● AIM OF THE EXERCISE
Find every line in the records below that contains the word "railing", and copy each of those lines.

● Records
** Begin **

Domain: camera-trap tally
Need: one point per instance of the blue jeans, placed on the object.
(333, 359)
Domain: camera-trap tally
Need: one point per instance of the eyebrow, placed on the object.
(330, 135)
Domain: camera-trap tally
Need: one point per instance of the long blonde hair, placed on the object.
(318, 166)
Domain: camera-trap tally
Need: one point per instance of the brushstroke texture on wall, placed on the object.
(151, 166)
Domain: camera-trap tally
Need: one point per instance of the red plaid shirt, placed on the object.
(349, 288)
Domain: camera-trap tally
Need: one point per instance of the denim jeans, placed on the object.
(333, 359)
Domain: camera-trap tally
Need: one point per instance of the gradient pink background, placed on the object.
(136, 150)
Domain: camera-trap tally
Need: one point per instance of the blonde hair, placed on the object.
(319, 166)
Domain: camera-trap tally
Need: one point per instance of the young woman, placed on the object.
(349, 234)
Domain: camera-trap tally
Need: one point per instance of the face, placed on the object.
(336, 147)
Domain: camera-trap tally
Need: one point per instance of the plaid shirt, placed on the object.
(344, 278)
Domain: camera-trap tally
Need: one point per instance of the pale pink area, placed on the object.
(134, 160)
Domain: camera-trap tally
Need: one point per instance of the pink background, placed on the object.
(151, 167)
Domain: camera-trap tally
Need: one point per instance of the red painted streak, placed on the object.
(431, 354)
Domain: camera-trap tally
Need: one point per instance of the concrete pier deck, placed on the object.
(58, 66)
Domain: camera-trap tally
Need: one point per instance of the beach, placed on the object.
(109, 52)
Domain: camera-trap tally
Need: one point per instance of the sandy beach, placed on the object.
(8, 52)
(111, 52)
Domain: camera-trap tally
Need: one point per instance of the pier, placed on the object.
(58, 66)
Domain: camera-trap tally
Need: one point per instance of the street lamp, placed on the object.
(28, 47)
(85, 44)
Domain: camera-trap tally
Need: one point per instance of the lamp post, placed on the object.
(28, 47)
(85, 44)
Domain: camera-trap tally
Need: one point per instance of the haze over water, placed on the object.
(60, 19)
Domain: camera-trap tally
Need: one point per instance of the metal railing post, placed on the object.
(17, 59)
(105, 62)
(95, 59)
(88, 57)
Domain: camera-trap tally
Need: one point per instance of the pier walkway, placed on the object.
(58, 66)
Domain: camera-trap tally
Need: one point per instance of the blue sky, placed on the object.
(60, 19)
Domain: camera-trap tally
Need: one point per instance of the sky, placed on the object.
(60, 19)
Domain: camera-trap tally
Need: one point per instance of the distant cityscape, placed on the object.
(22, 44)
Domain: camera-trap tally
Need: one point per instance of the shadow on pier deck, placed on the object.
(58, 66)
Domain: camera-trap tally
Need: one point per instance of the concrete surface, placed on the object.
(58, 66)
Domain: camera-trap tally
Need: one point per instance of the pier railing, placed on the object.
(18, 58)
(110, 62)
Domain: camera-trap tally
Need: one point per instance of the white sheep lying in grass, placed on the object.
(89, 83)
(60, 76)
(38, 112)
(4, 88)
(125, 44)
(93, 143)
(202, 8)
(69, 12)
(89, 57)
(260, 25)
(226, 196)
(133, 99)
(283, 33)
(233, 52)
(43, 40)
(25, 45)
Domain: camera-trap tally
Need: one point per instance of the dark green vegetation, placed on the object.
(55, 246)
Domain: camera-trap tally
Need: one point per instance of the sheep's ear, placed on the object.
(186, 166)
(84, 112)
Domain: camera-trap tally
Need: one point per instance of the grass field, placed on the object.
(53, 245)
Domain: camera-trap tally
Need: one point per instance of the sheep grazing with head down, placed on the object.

** End **

● SOLVED EXERCISE
Need: one point per instance of the metal railing post, placed on the object.
Need: one point per instance of the pier railing, placed on the object.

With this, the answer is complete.